#### Aim
Quote all entries in full, exactly.

#### Dataset rows
>> Start
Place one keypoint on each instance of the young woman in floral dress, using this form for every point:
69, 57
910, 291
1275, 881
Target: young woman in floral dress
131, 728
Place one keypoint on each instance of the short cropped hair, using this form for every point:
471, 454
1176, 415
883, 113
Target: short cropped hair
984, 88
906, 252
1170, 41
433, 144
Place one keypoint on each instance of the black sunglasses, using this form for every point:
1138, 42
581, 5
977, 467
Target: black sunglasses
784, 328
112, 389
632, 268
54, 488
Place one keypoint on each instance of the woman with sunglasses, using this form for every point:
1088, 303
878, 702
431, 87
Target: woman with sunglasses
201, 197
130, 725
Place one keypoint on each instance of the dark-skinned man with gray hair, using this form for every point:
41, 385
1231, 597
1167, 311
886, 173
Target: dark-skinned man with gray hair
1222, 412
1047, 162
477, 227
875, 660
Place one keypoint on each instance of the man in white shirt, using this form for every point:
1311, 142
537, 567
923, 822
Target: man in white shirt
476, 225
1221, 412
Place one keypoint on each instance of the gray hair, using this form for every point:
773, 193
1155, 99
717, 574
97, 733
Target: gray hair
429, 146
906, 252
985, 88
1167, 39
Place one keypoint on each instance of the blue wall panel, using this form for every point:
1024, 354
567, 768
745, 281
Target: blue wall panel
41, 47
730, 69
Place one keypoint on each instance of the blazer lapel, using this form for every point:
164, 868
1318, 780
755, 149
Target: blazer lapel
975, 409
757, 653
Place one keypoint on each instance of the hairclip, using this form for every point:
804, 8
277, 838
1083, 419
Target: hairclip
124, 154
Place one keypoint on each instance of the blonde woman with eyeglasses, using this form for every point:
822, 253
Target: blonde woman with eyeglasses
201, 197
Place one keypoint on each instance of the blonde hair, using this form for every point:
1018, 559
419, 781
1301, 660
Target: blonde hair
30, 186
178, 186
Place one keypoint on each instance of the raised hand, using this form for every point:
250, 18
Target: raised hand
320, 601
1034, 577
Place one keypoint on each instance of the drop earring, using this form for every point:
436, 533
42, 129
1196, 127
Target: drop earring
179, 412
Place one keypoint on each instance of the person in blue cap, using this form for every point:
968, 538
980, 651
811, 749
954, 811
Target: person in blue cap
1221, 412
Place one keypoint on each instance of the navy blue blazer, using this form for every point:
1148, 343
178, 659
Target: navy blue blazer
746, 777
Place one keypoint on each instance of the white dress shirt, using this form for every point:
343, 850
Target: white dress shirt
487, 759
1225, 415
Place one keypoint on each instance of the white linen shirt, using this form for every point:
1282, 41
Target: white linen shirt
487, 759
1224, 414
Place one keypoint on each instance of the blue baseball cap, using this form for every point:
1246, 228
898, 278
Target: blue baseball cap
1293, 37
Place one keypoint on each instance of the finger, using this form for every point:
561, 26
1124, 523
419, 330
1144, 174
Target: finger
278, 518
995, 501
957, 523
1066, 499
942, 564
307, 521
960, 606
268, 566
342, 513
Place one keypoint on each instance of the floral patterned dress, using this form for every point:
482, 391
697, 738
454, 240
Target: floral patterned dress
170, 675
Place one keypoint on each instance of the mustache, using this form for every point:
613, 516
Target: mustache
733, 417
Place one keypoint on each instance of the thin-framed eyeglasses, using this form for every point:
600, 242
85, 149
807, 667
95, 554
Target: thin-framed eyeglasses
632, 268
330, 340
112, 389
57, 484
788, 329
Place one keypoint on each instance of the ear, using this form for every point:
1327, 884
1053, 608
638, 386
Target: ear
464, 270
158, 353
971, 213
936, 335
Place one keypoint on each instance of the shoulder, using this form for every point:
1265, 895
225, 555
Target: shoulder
>> End
#### Result
Place one keypoint on each instance of the young woman in floral dress, using this form for every point:
69, 57
910, 291
1275, 881
Target: young woman in floral dress
131, 728
Place one keypoint on each instance of the short cropped hair, using this form for every point:
471, 454
1176, 415
883, 113
Target: short cropped hair
984, 88
906, 252
1170, 41
433, 144
Place one keypoint on each instance of the black sunglasses, using this form for every point:
1138, 42
581, 5
977, 467
Target: black sunglasses
784, 328
112, 389
632, 268
54, 488
Place one keypoint on each instance of the woman with sunglasses, using this form for every point:
1088, 303
878, 702
431, 87
Target: woman with sunglasses
201, 197
130, 725
Place one keypoint on each instance of the dark-skinned man with gray hair, using this form for every point:
41, 385
1231, 597
1167, 311
886, 173
Target: dark-skinned man with gray hair
1222, 412
1047, 162
477, 227
875, 660
Place one keypoint on each instance of the man in white shirt, using this form for every point:
1311, 142
537, 567
923, 822
Target: man in white shirt
476, 225
1221, 412
Place one keypoint on each instance of the gray hair, using this form for every point:
773, 193
1155, 99
717, 574
97, 733
Target: gray hair
429, 146
906, 252
985, 88
1167, 39
Place one keypoint on each instance of the blue wall panel, using this form for every point:
1024, 354
567, 768
745, 281
Target: blue wall panel
41, 47
730, 69
Place one keypoint on each instance of the blazer lapel, using this form for every point:
164, 868
1318, 780
755, 149
Target: blazer lapel
975, 409
757, 653
Place one keypoint on each instance of the hairclip, using this form for every point:
804, 8
277, 838
1083, 419
Target: hairclip
124, 154
Place one keypoint on each instance of the blonde woman with eyeglasses, using this form for every point:
822, 253
Target: blonde woman with eyeglasses
201, 197
Place one keypoint on each instance of the blonde hair, using this form for every point:
1018, 559
419, 781
1301, 660
Target: blonde hair
30, 186
178, 186
Place one keypoint on each instance of the raised hand, using this form for every point:
250, 18
Target: raised hand
320, 601
1034, 577
Place one keypoint on each instance of the drop earring, using this form for every point:
436, 533
42, 129
1196, 127
Target: drop earring
179, 412
Place one keypoint on each instance of the person in blue cap, using this form for every point:
968, 538
980, 651
811, 749
954, 811
Target: person in blue cap
1221, 412
Place one keypoint on each instance of the navy blue blazer, using this form for every point:
1148, 343
178, 659
Target: navy blue blazer
746, 777
Place one keypoint on each instance of the white dress shirt, using this form for every point:
343, 850
Target: white dress shirt
487, 759
1225, 415
Place one keypoint on each instance of the white linen shirt, using this form for every point:
1282, 41
Target: white linen shirt
487, 759
1224, 414
Place one keypoint on each instance of the blue baseball cap, using this form for every point:
1246, 228
898, 278
Target: blue baseball cap
1293, 37
Place one keypoint on each instance of the finger, using this form for every point:
561, 26
1124, 523
419, 330
1144, 174
Target: finger
278, 518
995, 501
957, 523
1066, 499
942, 564
307, 521
960, 606
268, 566
342, 513
Place one keypoint on each instance of the floral patterned dress, using this form for every point:
482, 391
697, 738
454, 240
Target: floral patterned dress
170, 675
Place one keypoint on each instance of the mustache, using this form for every point:
613, 516
Target: mustache
733, 417
Place one keypoint on each instance of the thin-framed eyeglasses, using this form for every point:
600, 242
85, 149
807, 667
95, 554
Target: thin-framed eyeglasses
632, 268
330, 340
112, 389
57, 484
788, 329
Place one keypoint on each instance of the ear, using this form for every point:
1327, 884
1053, 608
638, 386
Target: ear
464, 270
158, 353
971, 213
936, 335
Place one keypoint on each instance of the shoulder, using this form for every point:
1265, 895
225, 555
Target: shoulder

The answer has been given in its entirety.